[EXERCISE 1] Reproduce everything in the entries from the line containing "of the hillside" down to the last line of the entries, requests included, and increase each answer coordinate by 65 while leaving the requests and their format samples unchanged.

November 26, 2019

The acrid smell of gasoline was the first inkling that perhaps this trip was a little too ambitious. We were at the deserted Whangarei Airport, in a remote corner of the North Island of New Zealand, trying to wedge our golf clubs into a tiny Piper Seneca while exchanging nervous glances. In planning maybe the greatest golf trip of all time with my old friends Kevin Price, Tom June and Matt Ginella (the travel editor at Golf Channel), we knew we were pushing the limits of human endurance and common sense, to say nothing of our credit cards. But none of us expected to be confronted with our mortality. Could this propeller plane really carry four wayward Yanks, our precious clubs, a peach-fuzzed pilot and enough fuel to fly us clear across New Zealand to the doorstep of Cape Kidnappers?

We were already fretting about that when Ginella peeked into the cabin.

“Why do I smell gas?” he asked, voice rising an octave or two.

[EXERCISE 2] Write what comes next in the account of the New Zealand golf trip, starting after its final line.

[STORED DATA]
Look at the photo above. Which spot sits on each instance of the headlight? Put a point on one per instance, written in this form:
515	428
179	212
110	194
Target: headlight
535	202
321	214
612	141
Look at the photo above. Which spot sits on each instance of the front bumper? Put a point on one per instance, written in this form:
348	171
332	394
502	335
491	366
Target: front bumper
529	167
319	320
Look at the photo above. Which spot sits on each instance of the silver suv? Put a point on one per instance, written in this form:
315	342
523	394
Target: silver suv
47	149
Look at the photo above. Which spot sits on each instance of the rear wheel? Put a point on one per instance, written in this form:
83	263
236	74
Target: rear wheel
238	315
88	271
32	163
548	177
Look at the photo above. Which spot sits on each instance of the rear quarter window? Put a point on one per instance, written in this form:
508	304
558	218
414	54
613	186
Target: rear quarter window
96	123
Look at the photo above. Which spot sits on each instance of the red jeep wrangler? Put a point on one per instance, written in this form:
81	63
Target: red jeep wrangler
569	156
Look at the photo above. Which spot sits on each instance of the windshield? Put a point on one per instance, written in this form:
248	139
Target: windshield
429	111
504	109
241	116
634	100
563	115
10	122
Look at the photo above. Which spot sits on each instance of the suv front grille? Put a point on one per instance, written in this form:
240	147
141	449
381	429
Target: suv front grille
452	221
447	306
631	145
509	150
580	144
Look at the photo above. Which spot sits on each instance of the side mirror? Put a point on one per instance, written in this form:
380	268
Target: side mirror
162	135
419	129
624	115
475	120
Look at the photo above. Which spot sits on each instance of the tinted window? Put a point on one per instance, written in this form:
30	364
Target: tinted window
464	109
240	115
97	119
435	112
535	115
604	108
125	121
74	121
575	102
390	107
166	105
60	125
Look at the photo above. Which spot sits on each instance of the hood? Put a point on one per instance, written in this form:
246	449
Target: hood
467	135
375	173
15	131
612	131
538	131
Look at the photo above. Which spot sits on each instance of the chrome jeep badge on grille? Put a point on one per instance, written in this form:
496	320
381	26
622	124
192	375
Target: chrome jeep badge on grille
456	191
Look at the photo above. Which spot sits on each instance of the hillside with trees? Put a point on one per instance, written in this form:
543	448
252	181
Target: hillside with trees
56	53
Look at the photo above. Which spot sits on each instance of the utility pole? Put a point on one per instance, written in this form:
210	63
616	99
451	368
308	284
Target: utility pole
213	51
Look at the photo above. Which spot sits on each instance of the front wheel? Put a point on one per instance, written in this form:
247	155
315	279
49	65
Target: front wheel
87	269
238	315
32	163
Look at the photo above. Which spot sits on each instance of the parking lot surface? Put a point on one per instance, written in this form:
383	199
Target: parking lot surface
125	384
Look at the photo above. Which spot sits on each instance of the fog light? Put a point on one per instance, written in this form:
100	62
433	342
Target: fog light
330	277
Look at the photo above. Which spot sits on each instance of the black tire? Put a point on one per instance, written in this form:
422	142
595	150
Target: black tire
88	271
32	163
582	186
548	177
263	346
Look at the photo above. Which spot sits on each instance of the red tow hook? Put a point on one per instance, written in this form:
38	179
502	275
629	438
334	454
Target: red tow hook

[TASK RESPONSE 1]
Look at the photo above. Which spot sits on each instance of the hillside with trees? Put a point on one per instance, written in this form:
543	448
252	181
Target: hillside with trees
121	118
Look at the photo above. Which spot sits on each instance of the utility pole? Put a point on one per instance, written in this form:
210	63
616	99
451	368
308	284
Target: utility pole
278	116
Look at the photo above. Which spot sits on each instance of the front wheel? Put a point on one per instance, written in this form:
247	155
315	279
49	65
Target: front wheel
152	334
303	380
97	228
Look at the photo above. Which spot sits on each instance of the parking lot surface? Put a point on one per instance, written in this form:
383	199
Target: parking lot surface
190	449
Look at the photo above. Which spot sits on each instance of the fog light? Put a point on one per instance, written in this form:
100	62
433	342
Target: fog light
395	342
Look at the photo above. Which spot sits on each instance of the black tire? Put a point on one per instance, written in this form:
422	142
595	150
Target: black tire
153	336
97	228
647	251
613	242
328	411
Look at the photo above. Which spot sits on each instance of the red tow hook? Put a point on one per instance, written in this form:
38	179
502	275
629	438
334	454
Target: red tow hook

[TASK RESPONSE 2]
Our pilot, who looked like he was about 25 and whom I had at first mistaken for a receptionist, responded, “It’s an old plane.” It was an enigmatic answer that did nothing to calm our nerves. The four of us huddled discreetly to discuss our options. We could risk death or we could bag the jaunt to Kidnappers — one of the most renowned courses in the Southern Hemisphere — and rejigger our itinerary. But that would mean missing out on a course ranked 44th in GOLF Magazine’s newly released 2020-21 World Top 100. We didn’t fly halfway around the world to lay up. In the end we crammed into the plane, because it had to be done. When we touched down two hours later — nerves frayed, bladders distended — our foursome cheered wildly, a release that was genuine and cathartic. Still, Ginella was shaken. “I’m beginning to rethink this itinerary,” he intoned gravely.


How do you play eight courses in the World Top 100 in the span of eight days? It begins with the naive belief that such a thing is possible. In various combinations Kevin, Tom, Matt and I have done Scotland, Ireland, Bandon, the Sand Hills of the Midwest, all eight courses at Pinehurst, Northern Michigan and sundry other road trips. The antipodes were the last frontier. For years we had been transfixed by digital golf porn of these exotic and highly photogenic courses on the edge of the world. With the Presidents Cup headed to Royal Melbourne, our date with destiny had arrived.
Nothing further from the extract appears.